■ PROBLEM DESCRIPTION: Locate every line in the material below that contains the word "Find" and copy each of those lines.

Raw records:

───

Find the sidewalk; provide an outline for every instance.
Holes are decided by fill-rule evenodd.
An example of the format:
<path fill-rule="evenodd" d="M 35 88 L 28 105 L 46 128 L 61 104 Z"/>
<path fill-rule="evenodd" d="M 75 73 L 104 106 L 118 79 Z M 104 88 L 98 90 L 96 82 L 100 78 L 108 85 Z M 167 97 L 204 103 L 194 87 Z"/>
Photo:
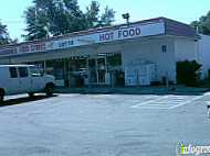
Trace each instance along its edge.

───

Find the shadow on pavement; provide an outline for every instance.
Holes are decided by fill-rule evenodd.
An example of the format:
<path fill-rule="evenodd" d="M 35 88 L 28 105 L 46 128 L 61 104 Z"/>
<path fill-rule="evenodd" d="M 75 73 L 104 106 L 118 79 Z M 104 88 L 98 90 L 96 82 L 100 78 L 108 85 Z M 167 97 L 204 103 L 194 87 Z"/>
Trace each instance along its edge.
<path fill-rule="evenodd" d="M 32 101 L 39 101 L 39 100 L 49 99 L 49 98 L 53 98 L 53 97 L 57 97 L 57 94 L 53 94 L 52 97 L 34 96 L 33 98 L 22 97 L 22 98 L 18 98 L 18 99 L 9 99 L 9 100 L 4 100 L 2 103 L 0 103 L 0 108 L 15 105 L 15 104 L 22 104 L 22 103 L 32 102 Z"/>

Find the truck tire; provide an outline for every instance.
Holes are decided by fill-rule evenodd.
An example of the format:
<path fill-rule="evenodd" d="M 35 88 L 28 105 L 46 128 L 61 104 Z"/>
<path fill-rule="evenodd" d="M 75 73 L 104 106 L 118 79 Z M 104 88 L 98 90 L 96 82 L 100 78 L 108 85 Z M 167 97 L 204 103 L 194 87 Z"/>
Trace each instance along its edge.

───

■ FINAL ANSWER:
Find the sidewalk; provide an outline for every instance.
Find the shadow on pavement; provide an outline for every instance.
Find the truck tire; provide an outline for every instance.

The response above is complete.